- Data section
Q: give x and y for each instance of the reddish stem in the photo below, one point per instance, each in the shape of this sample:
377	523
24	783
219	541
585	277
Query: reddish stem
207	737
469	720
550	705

- Set task
Reproduce every line of the data above, requests included, multiplying each x and y coordinate in the answers by 0.2 and rounding to whole numbers, with halves rounded up. Leave the numbers in the requests and their format samples unchanged.

- Written solution
Q: give x and y for each instance of the reddish stem in the photo below, one point per instance, each in the shape of this sample:
377	523
24	783
219	541
585	277
Query: reddish stem
41	147
94	144
110	141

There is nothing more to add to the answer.